Work instructions:
1. Decide whether each statement below agrees with the post on reading real books. For each of (a), (b) and (c), answer yes or no and quote the deciding words from the post.
(a) The writer fears a day may come when browsing the aisles of a Barnes and Noble is no longer possible.
(b) The writer's graduate seminar was on a novel by Harper Lee.
(c) The writer treats the picture of Amazon executives plotting world domination as realistic.
2. Carry the post on reading real books forward from its final sentence.

# START OF Selected text

Tuesday, May 29, 2012

Why I Will Always Read Real Books



The overwhelming barrage of advertisements heralding the latest LCD touchscreens, “apps,” wi-fi capability, and new lightweight, slim-line designs of e-readers makes me want to run screaming into a library, hurl myself into the stacks, and grab as many old, smelly books with dog-eared and yellow pages as I can, clutching them to my chest and saving them from a fate worse than ketchup stains combined with overdue stamps.

Will we see a day when books are exhibited alongside dinosaur bones and ancient suits of armor? Will the steady companions of my childhood be curated as simple relics of the past, the aged paper fossils of times that exist only in memory? I fear that in my lifetime, there will come a day when I can no longer browse the aisles of a Barnes and Noble and finger the pages of a brand-new book – smell the ink and paper, caress the dust jacket and its smoothness. 

Ironically, scads of today’s popular fiction are comprised of post-Apocalyptic, futurist nightmares in which Big Brother is really watching us, and our basic human rights are stripped away by the emotionless products of ‘humanity’ living in technologically-advanced society.  Certainly, imagining the executives at Amazon laughing maniacally behind the latest version of the Kindle Fire as they plot world domination is a stretch; however, imagining the next great novel that I want to read (or write) being reduced to the single click of ‘download’ or  ‘delete’ is a sobering thought.

When I was in graduate school, I researched “place” and reader-character interaction as part of a Southern literature seminar I conducted on Thulani Davis’s novel, 1959. Essentially, this novel could be considered the African-American version of “To Kill a Mockingbird,” only with more serious and widespread overtones about the birth of the Civil Rights era. My argument is that Davis uses a carefully-constructed “place” in her novel, using the fiction formula that served William Faulkner and Eudora Welty, along with Harper Lee: a town, or place, that is believable as such, in fiction, creates a significant emotional response in the reader’s interpretation of the text and connection to its characters. The interplay between character, reader, and place, then, construct a reading of a novel that can best be described as experiential.

# END OF Selected text
# START OF Given information

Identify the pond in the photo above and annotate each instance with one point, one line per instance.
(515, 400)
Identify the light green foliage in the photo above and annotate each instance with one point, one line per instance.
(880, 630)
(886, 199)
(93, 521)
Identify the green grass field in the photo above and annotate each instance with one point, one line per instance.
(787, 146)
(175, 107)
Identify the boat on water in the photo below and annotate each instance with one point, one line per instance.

# END OF Given information
# START OF Given information

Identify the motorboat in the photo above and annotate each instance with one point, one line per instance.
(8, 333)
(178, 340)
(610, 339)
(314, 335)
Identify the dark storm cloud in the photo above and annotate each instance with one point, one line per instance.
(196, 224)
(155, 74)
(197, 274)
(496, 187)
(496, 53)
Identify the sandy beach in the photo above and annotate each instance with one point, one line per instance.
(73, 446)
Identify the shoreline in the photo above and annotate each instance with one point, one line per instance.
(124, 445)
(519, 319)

# END OF Given information
# START OF Given information

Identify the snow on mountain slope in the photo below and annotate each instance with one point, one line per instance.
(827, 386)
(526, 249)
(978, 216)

# END OF Given information

The answers:
1.
(a) Yes: "I fear that in my lifetime, there will come a day when I can no longer browse the aisles of a Barnes and Noble"
(b) No: "a Southern literature seminar I conducted on Thulani Davis’s novel, 1959"
(c) No: "imagining the executives at Amazon laughing maniacally behind the latest version of the Kindle Fire as they plot world domination is a stretch"

2.
But I digress – my point here is that in my research, I read a book by J.A. Appleyard titled Becoming a Reader. In this classic text that studies the relationship between a reader and what S/he is reading, Appleyard thoroughly examines the psychological development that readers experience as they become more intellectually, emotionally, and physically involved in the process. I liken the progression through these stages (ultimately toward active reading) to the common experience we have when listening to music: whatever we are experiencing in our lives at the moment we first heard "Welcome to the Jungle" is the memory and feeling we forever attach to that song, even if only subconsciously. It is because we are interacting with the music in the same way we interact with a text - we are feeling it, thinking about it, responding to it (even if involuntarily so), and allowing it to become a part of our intellectual and emotional landscape. Therefore, this is why I remember being squished to near-death underneath a purple bean bag chair in the basement of a childhood friend's home when he and some of our school friends thought it would be a great idea to smother me. Every time I hear "Welcome to the Jungle," I recall the sticky bounces and clucks of evil glee as pre-teen boys pounded the bean bag harder and harder into my tear-stained face. That was not my idea of a fun birthday party.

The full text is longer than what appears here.